Rewrite the material below, swapping each occurrence of "point at" for "mark" and leaving everything else unchanged.

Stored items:
▼

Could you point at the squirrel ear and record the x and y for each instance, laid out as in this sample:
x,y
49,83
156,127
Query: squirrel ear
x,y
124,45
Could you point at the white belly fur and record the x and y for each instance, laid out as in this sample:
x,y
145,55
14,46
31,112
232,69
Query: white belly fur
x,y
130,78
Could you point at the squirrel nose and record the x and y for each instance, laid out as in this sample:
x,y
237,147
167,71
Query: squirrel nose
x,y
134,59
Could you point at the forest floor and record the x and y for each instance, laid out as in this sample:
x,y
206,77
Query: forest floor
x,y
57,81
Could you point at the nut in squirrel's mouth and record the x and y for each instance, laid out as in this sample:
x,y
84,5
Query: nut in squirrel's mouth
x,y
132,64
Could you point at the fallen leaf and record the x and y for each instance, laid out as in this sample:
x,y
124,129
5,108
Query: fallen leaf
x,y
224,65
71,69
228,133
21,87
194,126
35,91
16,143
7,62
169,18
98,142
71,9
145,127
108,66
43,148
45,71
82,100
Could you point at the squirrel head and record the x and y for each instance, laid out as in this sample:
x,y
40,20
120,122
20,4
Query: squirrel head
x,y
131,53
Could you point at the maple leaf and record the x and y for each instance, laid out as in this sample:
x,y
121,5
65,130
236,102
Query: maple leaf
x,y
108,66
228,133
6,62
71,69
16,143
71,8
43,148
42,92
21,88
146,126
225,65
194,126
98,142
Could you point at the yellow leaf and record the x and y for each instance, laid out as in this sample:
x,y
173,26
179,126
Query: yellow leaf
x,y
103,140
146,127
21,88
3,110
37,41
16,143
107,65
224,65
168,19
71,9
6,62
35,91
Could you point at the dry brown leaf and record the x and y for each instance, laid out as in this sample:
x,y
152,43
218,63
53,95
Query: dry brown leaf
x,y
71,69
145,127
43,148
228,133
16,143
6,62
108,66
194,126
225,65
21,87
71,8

▲

#### Written response
Could you mark the squirrel ear and record the x and y for each instance, laid out as in this sample:
x,y
49,83
156,127
Query: squirrel ear
x,y
124,45
Could you mark the white belly fur and record the x and y for each instance, laid out as in this sample:
x,y
145,55
14,46
31,112
232,69
Query: white belly fur
x,y
130,78
Could you mark the squirrel nose and record the x and y for each instance, laid out as in this sample:
x,y
237,147
167,71
Query: squirrel nose
x,y
134,59
Could you mark the forest floor and record the x and y for each instance, laid out as in this sample:
x,y
206,77
Query: forest floor
x,y
57,81
Could you mark the nut in squirrel's mouth and record the x and y for each instance, laid out as in this sample:
x,y
84,5
Query: nut in squirrel's mouth
x,y
132,64
Could you mark the fallen leaf and record the x and y for each instance, laid out as in this sample:
x,y
124,129
5,108
Query: fallen leaf
x,y
224,65
71,69
228,133
21,87
194,126
35,91
16,143
7,62
169,18
98,142
71,9
145,127
108,66
43,148
45,71
82,100
Could you mark the squirrel head and record the x and y for each instance, laid out as in this sample:
x,y
40,20
120,122
20,4
Query: squirrel head
x,y
131,53
Could you mark the maple leaf and record the x and y for each instance, laid out as in this sample:
x,y
121,5
65,130
236,102
Query: maple leaf
x,y
108,66
228,133
6,62
71,69
16,143
71,8
43,148
42,92
21,88
146,126
225,65
194,126
98,142
Could you mark the yellow leaf and record the x and y for each instance, laid out as in this sample:
x,y
173,26
179,126
Query: yellow leaf
x,y
103,140
146,127
21,88
3,110
37,41
16,143
107,65
224,65
168,19
71,9
6,62
35,91
Could you mark the dry brown leaf and record the x and y for each instance, laid out as in this sample:
x,y
152,43
218,63
53,95
Query: dry brown leaf
x,y
71,69
145,127
43,148
228,133
16,143
6,62
108,66
194,126
225,65
21,87
71,8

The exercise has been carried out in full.